Supplied passage:
BEGIN

After most people complete their undergraduate degree, they either take a break or jump into a job. Few, like Brianna Craft, set out to save the world.
It started when she was a freshman sitting in an environmental studies class in 2006, Craft was struck with dismay when Professor Richard Gammon described the harm climate change was having on people. She captures the moment in her new book, “Everything That Rises, A Climate Change Memoir.”
“It was all just so painfully simple,” she writes. The lesson highlighted the United States’ role producing more greenhouse gasses than any other nation. Then it turned to the impacts on human health like thermal stress, cardiorespiratory disorders, vector-borne diseases and contaminated drinking water. Craft hadn’t learned about the crisis before. She couldn’t understand why the problems of climate change weren’t a focus in her high school or part of the American culture she had so far experienced. She wanted to know more.
Three years later, Craft left the country on a Bonderman Fellowship, which gives students the funding and opportunity to create their own itinerary and explore the world. It was a big deal for the Kelso High School valedictorian. “I had learned about climate change in my college classroom, and I wanted to see what it meant for real people,” she says.

END

What to do:
• a. According to the passage about Brianna Craft, why did she leave the United States on the Bonderman Fellowship? Answer in one to three sentences.
• b. Write a continuation of the profile of Brianna Craft, starting right after its last sentence.

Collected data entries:
BEGIN

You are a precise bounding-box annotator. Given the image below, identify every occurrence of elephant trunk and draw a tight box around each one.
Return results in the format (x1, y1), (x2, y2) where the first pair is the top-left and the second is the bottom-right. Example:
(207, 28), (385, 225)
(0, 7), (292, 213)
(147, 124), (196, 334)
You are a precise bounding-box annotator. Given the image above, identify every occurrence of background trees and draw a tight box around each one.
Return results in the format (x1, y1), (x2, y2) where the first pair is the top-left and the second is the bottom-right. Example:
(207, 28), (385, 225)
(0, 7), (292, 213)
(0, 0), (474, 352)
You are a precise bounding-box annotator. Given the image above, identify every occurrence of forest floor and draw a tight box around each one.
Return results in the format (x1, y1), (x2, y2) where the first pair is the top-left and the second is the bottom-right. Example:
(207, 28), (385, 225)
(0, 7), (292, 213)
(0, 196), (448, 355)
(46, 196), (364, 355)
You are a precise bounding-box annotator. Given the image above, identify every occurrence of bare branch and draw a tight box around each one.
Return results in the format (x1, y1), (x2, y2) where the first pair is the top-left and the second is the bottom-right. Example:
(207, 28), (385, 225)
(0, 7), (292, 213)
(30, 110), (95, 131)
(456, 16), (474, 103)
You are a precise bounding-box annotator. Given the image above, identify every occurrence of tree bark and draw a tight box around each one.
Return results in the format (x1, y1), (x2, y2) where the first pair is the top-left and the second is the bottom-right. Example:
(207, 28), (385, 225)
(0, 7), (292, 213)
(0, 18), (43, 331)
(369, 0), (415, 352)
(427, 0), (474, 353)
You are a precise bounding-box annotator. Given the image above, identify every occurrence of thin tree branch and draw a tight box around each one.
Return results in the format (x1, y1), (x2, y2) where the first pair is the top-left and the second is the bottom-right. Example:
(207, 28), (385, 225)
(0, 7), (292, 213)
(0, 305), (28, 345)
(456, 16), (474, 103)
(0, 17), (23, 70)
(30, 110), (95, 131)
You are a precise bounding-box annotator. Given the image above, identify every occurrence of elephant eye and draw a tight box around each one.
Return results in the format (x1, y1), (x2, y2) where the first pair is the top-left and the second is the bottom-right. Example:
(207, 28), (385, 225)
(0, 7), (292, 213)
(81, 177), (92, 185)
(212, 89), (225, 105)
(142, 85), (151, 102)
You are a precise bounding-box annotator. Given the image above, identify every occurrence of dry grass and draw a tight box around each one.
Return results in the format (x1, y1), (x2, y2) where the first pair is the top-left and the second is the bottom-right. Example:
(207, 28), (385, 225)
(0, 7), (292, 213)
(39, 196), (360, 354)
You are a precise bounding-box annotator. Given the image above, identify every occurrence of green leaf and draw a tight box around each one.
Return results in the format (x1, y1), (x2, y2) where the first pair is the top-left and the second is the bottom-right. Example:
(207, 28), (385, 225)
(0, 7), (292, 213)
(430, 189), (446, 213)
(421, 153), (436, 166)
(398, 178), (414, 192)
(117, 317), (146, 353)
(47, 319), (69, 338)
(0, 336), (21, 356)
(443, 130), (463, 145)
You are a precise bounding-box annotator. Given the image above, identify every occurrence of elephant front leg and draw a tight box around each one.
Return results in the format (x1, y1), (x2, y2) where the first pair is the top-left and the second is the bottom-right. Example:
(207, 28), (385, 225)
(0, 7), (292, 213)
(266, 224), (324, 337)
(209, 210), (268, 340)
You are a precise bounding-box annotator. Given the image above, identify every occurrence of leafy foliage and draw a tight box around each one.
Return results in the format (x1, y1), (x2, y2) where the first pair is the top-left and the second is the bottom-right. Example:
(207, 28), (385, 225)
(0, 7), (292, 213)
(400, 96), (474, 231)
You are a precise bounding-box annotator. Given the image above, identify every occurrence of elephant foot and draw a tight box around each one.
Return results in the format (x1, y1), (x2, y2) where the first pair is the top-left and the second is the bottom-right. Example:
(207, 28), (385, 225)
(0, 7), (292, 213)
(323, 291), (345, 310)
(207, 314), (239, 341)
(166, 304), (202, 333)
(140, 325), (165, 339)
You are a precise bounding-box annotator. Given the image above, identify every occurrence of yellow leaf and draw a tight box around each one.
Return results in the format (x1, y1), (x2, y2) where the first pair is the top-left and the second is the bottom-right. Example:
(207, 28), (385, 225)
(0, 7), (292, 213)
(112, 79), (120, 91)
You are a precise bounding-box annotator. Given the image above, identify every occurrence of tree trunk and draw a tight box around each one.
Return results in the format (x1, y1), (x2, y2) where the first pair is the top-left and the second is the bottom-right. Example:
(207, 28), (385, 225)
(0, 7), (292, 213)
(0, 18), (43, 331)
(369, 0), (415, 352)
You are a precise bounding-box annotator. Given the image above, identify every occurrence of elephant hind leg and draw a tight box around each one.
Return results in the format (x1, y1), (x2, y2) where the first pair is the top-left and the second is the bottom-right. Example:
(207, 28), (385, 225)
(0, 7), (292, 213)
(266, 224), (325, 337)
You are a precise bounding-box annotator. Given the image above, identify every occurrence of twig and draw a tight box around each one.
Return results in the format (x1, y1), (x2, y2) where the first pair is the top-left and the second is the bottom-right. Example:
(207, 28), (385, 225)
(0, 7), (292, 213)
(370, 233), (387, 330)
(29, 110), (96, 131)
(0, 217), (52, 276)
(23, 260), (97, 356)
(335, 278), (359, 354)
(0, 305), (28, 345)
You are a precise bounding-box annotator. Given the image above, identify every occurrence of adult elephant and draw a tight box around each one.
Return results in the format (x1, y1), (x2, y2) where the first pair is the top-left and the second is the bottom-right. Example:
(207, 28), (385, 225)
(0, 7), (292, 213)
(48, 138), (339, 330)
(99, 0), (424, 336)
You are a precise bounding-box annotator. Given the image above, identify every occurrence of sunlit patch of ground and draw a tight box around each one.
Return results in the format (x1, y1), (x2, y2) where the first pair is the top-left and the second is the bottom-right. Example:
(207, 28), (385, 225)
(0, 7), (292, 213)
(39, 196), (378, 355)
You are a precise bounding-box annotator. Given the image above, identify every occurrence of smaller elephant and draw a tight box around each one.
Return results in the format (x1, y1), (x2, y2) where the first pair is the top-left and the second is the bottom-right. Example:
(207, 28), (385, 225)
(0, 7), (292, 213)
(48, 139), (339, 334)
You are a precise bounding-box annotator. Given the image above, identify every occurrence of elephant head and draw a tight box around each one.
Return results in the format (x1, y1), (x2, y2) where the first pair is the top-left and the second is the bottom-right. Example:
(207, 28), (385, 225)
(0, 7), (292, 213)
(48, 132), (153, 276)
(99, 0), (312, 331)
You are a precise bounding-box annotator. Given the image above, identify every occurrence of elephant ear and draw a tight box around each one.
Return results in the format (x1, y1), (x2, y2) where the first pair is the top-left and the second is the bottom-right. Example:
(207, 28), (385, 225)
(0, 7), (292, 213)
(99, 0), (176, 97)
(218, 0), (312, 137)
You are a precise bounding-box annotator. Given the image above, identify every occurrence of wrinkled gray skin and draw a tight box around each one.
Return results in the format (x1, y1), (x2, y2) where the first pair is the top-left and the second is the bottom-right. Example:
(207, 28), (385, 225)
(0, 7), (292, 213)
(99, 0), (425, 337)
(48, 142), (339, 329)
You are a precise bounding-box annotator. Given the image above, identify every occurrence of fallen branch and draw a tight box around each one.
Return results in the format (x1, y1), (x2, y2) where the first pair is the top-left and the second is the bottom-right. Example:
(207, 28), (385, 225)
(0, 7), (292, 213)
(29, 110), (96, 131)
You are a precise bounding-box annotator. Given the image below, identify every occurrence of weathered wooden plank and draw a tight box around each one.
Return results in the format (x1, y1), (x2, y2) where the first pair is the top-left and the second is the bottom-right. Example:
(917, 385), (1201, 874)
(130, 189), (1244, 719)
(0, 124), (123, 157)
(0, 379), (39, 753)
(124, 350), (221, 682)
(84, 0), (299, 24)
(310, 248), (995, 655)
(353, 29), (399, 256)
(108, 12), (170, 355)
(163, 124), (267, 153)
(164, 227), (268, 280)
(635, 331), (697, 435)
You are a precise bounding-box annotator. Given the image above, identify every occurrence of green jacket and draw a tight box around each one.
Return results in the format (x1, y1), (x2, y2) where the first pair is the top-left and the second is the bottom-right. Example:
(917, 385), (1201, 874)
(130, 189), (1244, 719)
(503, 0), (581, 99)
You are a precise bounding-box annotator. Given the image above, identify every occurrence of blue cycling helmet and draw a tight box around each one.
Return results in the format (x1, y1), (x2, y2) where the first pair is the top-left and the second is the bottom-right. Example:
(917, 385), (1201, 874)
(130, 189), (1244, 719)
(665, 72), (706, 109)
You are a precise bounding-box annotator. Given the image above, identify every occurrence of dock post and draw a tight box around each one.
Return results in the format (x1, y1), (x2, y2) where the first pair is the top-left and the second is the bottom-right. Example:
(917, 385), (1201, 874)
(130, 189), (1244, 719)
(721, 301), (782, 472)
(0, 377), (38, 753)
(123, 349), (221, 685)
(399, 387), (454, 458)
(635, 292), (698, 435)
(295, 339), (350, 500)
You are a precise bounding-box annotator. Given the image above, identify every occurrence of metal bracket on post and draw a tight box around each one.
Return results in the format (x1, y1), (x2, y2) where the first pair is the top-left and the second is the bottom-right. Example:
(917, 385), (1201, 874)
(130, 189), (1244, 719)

END

Results:
• a. Craft had learned about climate change in her college classroom and wanted to see what it meant for real people. The Bonderman Fellowship gave her the funding and the opportunity to create her own itinerary and explore the world.

• b.
She started in Mexico City and worked her way through Central and South America to Patagonia. Then she boarded a plane and crossed the Pacific. Everyone she encountered knew about climate change. Farmers in India were working with drought-resistant crops. Teens in the South Pacific were climate leaders in their communities. Because of new weather-related farming challenges, more people everywhere were moving into cities.
“I was struck by how everybody knew about climate change and had already altered their lives so much,” she says. Coming home to find that the reality of climate change was still a subject of debate was frustrating, to say the least, she says.
After graduation, Craft spent a year in AmeriCorps focusing on protecting and restoring the environment. “That helped me figure out that my future was not in doing science,” she says. Instead, she wanted to work with people and policy.
She enrolled at Brown University to pursue a master’s degree in environmental studies. That program led to an opportunity to attend the U.N. climate negotiations as a member of the Republic of The Gambia delegation. That, in turn, prepared her for her current role as a senior researcher at the London-based International Institute for Environment and Development. Her focus at the independent think tank is on the Least Developed Countries Group, ensuring that the lowest contributors to greenhouse gasses and those most affected by climate change have a voice in international climate negotiations.
For five years, Craft attended and supported climate conferences around the world, culminating in the signing of the Paris Agreement in 2015. And she was devastated when, in 2019, President Trump announced the U.S. would exit from the climate accords. “This was the first truly universal, legally binding climate agreement,” she says, noting the U.S. had been a leader in the effort. “It took years and years of work.” (The U.S. rejoined the agreement in 2021.)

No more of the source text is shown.